(Collection entries)
■ ■ ■ ■ ■ ■ ■
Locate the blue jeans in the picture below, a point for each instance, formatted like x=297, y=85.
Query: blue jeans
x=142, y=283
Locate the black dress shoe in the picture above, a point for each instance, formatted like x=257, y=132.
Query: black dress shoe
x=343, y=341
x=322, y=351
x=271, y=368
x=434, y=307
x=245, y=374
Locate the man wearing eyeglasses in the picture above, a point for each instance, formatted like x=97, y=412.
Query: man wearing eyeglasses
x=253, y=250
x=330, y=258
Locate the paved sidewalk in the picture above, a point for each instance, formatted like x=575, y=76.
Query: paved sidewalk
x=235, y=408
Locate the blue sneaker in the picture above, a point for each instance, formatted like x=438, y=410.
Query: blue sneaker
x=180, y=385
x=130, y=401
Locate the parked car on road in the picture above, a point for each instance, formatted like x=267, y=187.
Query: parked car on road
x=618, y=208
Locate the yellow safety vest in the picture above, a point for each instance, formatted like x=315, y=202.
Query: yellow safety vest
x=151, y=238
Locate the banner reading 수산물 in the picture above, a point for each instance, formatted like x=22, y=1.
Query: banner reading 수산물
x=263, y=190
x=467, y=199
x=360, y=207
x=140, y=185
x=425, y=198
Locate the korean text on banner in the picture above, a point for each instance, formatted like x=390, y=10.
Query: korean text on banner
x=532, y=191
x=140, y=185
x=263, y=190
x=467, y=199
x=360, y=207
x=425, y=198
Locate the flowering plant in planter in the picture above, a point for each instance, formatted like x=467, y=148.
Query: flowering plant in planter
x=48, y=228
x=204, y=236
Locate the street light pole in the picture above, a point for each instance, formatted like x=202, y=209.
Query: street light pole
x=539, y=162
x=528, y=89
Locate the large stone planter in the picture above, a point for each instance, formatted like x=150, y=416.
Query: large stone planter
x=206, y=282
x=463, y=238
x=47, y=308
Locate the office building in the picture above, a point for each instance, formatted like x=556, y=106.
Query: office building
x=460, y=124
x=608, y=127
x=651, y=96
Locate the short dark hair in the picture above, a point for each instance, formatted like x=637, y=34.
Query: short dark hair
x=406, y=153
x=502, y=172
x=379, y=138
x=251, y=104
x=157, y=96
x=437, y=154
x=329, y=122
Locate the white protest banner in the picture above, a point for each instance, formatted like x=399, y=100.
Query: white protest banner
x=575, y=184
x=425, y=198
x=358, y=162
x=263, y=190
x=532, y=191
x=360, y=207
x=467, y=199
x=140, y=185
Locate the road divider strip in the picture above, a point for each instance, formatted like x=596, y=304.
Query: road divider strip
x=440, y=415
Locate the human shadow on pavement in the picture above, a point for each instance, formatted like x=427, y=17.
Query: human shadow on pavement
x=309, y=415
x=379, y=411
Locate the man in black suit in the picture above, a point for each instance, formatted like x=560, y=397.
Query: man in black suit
■ ■ ■ ■ ■ ■ ■
▸ **TASK DIRECTIONS**
In full and without error, restate the data.

▸ **ANSWER TO THIS PROBLEM**
Locate the blue jeans in the picture below, a point for each instance, formatted like x=297, y=85.
Query: blue jeans
x=142, y=283
Locate the black dress shoe in the picture above, a point for each instance, formatted like x=257, y=132.
Query: black dress shoe
x=343, y=341
x=322, y=351
x=271, y=368
x=434, y=307
x=245, y=374
Locate the man wearing eyeglasses in the picture above, a point for each instance, formatted like x=97, y=412.
Query: man wearing eyeglasses
x=253, y=250
x=330, y=258
Locate the paved sidewalk in the picture above, a point for each instance, formatted like x=575, y=76.
Query: paved sidewalk
x=235, y=408
Locate the blue sneaker in the picture above, a point for each instance, formatted like x=438, y=410.
Query: blue sneaker
x=180, y=385
x=130, y=401
Locate the parked car on road in the picture above, a point for each instance, formatted like x=267, y=187.
Query: parked car on road
x=618, y=208
Locate the yellow safety vest in the picture above, a point for each instance, formatted like x=315, y=202.
Query: yellow safety vest
x=151, y=238
Locate the banner reading 수산물 in the picture above, a point for each instance, formatted like x=22, y=1.
Query: banner reading 수산물
x=263, y=190
x=467, y=199
x=360, y=207
x=140, y=185
x=425, y=198
Locate the korean text on banner in the picture above, a point for each instance, formatted like x=390, y=10.
Query: korean text on banner
x=532, y=191
x=140, y=185
x=263, y=190
x=467, y=199
x=360, y=207
x=425, y=198
Locate the flowering plant in planter in the picture above, a point for each instance, formatted like x=467, y=148.
Query: flowering plant in planter
x=48, y=228
x=204, y=236
Locate the street light pole in the picture above, a point for each instance, formatted like x=202, y=209.
Query: street light pole
x=539, y=162
x=528, y=89
Locate the large stone planter in the picture above, a point for each instance, formatted like x=150, y=416.
Query: large stone planter
x=206, y=282
x=463, y=238
x=47, y=308
Locate the office building in the picture above, a point for each instance, formatted like x=556, y=106.
Query: office building
x=460, y=124
x=608, y=127
x=651, y=96
Locate the short dark hair in the picture above, a point for each instance, formatted like x=637, y=34.
Query: short dark hair
x=406, y=153
x=502, y=172
x=379, y=138
x=251, y=104
x=157, y=96
x=437, y=154
x=329, y=122
Locate the white protest banner in the picture above, a point for each instance, formatted like x=399, y=100.
Query: white protest banner
x=575, y=184
x=425, y=198
x=358, y=162
x=263, y=190
x=532, y=191
x=360, y=207
x=467, y=199
x=140, y=185
Locate the road divider strip in the picture above, a point for each instance, formatted like x=596, y=304.
Query: road divider strip
x=440, y=415
Locate the human shadow on pavement in the picture above, a point for each instance, formatted like x=427, y=17.
Query: human shadow on pavement
x=309, y=415
x=379, y=411
Locate the man in black suit in the picture above, a point for each instance, formatted like x=560, y=397.
Query: man in black suit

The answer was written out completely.